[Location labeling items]
* * *
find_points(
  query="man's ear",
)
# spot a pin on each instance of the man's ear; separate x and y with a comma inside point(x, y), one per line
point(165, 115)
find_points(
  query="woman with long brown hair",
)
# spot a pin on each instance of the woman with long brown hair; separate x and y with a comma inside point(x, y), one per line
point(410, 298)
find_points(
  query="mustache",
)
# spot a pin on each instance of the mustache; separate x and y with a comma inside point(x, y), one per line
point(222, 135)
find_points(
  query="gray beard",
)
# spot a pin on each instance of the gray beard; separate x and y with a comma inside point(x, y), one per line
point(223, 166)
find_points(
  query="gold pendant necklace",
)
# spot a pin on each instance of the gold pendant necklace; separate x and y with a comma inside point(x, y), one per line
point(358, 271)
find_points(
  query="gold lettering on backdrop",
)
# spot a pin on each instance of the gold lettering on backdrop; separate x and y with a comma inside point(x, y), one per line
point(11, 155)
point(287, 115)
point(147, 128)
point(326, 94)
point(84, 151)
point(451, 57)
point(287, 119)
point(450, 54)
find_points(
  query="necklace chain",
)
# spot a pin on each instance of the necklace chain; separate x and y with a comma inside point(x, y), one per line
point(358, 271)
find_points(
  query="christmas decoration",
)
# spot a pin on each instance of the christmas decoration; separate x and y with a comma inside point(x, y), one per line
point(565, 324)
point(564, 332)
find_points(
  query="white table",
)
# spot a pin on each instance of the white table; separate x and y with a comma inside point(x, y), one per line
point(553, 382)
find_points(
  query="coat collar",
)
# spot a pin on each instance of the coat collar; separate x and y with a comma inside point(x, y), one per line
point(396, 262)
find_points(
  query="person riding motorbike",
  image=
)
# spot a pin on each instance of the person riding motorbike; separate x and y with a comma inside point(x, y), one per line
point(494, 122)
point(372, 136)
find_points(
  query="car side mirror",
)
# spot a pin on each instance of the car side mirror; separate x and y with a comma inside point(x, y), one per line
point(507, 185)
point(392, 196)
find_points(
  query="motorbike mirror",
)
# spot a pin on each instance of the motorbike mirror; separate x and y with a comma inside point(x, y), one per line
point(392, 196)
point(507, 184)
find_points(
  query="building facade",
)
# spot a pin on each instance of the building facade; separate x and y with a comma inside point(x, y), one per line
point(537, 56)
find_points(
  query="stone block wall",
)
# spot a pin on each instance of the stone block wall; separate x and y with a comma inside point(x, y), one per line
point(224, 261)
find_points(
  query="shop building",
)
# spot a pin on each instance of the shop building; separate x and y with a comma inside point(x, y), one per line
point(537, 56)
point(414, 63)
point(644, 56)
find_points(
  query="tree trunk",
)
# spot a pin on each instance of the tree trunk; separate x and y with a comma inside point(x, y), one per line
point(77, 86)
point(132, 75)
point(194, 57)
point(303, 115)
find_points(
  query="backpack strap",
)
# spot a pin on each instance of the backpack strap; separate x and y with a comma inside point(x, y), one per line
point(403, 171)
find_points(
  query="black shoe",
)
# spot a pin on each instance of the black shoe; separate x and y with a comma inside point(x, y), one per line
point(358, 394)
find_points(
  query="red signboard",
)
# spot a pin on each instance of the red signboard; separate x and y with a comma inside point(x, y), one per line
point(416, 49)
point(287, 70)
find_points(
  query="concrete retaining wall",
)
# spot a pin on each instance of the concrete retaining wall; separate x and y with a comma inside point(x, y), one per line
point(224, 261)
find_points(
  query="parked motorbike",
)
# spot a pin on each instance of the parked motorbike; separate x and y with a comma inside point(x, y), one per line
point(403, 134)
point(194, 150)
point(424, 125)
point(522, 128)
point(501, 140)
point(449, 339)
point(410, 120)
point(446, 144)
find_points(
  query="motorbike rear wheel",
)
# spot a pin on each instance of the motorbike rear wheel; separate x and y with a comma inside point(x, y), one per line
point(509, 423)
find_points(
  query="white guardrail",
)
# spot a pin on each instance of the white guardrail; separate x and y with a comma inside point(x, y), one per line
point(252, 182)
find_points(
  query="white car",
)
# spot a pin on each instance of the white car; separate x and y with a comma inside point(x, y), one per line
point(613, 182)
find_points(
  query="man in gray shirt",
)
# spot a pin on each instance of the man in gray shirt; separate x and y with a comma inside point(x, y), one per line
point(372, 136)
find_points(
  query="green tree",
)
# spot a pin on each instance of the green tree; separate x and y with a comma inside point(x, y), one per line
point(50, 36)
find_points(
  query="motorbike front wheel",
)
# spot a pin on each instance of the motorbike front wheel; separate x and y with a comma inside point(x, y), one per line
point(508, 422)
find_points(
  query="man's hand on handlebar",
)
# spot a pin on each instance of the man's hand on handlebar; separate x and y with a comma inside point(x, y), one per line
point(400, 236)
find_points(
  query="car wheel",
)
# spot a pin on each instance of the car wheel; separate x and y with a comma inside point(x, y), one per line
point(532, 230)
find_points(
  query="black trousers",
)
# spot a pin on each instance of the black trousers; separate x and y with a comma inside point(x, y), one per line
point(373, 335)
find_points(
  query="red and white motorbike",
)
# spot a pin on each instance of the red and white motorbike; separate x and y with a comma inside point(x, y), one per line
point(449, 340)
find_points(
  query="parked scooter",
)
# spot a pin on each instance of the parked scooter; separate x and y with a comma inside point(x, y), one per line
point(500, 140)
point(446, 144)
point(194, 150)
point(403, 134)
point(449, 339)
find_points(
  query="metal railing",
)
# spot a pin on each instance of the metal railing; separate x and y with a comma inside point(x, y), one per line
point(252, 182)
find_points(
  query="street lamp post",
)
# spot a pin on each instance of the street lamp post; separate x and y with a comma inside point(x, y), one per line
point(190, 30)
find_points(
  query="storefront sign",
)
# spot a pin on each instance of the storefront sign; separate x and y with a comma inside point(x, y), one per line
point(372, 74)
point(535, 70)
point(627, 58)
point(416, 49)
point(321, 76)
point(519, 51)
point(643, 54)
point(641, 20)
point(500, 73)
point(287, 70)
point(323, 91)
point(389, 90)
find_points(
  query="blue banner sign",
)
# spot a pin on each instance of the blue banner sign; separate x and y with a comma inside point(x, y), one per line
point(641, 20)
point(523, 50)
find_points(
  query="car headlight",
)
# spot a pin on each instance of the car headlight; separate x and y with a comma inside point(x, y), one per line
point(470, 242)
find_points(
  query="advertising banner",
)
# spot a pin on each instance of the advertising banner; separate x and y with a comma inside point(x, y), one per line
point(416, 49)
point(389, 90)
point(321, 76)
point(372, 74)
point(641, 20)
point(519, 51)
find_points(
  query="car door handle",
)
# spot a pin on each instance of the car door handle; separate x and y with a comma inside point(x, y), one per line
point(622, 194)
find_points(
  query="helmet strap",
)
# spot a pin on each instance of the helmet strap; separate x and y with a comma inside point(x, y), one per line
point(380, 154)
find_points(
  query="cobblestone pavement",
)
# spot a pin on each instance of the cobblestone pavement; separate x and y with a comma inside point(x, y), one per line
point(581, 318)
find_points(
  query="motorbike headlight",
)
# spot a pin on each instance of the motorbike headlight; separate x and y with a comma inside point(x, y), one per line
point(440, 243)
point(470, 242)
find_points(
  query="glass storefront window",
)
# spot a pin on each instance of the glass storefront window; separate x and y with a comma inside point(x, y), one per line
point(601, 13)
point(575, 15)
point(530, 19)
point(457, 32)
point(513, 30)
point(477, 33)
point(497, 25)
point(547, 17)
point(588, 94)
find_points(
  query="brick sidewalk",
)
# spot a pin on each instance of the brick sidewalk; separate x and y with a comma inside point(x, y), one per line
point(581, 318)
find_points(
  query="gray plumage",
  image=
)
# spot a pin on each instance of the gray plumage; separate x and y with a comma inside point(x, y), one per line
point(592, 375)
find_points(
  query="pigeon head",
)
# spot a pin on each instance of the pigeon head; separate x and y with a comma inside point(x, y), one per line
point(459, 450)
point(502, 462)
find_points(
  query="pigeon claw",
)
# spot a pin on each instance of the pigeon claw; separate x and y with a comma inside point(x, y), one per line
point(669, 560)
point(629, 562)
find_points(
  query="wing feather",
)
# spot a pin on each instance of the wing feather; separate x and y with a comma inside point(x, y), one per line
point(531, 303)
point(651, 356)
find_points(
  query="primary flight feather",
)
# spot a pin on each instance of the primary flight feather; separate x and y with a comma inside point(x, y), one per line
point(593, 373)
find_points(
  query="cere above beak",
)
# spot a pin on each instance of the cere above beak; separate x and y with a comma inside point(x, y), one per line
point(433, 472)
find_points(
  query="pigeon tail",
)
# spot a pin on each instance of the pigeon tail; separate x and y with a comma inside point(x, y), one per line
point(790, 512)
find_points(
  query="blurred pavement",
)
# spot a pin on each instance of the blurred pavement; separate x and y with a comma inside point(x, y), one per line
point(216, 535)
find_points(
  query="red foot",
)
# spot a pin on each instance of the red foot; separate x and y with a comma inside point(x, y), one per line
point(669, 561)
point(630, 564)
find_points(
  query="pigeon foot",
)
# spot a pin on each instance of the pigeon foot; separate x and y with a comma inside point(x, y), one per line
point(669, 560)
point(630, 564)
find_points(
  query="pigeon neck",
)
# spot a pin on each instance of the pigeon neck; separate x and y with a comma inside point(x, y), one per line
* * *
• Given request: Can you retype the items from the start through the line containing "point(396, 262)", inclusive?

• Reply to the exercise:
find_points(
  query="man's ear",
)
# spot a pin on each instance of the man's ear; separate x and y with a comma inside point(x, y), one per line
point(165, 115)
find_points(
  query="woman with long brown hair",
)
# spot a pin on each instance of the woman with long brown hair; separate x and y with a comma inside point(x, y), one per line
point(410, 298)
find_points(
  query="mustache",
)
# spot a pin on each instance of the mustache; separate x and y with a comma inside point(x, y), one per line
point(222, 135)
find_points(
  query="gray beard",
)
# spot a pin on each instance of the gray beard; separate x and y with a comma inside point(x, y), one per line
point(223, 166)
find_points(
  query="gold pendant necklace",
)
# spot a pin on each instance of the gold pendant necklace; separate x and y with a comma inside point(x, y), one per line
point(358, 271)
find_points(
  query="gold lettering on backdrop",
)
# spot a pin on each instance of the gold lettering on backdrop; separate x and y with a comma inside point(x, y), one per line
point(11, 155)
point(287, 115)
point(147, 128)
point(326, 94)
point(84, 151)
point(451, 57)
point(287, 119)
point(450, 54)
find_points(
  query="necklace chain",
)
# spot a pin on each instance of the necklace chain; separate x and y with a comma inside point(x, y), one per line
point(358, 271)
find_points(
  query="christmas decoration",
)
# spot a pin on each instance of the christmas decoration; separate x and y with a comma inside point(x, y), one per line
point(565, 324)
point(564, 332)
find_points(
  query="white table",
)
# spot a pin on each instance of the white table; separate x and y with a comma inside point(x, y), one per line
point(553, 382)
find_points(
  query="coat collar",
)
# spot a pin on each instance of the coat collar; separate x and y with a comma inside point(x, y), one per line
point(396, 262)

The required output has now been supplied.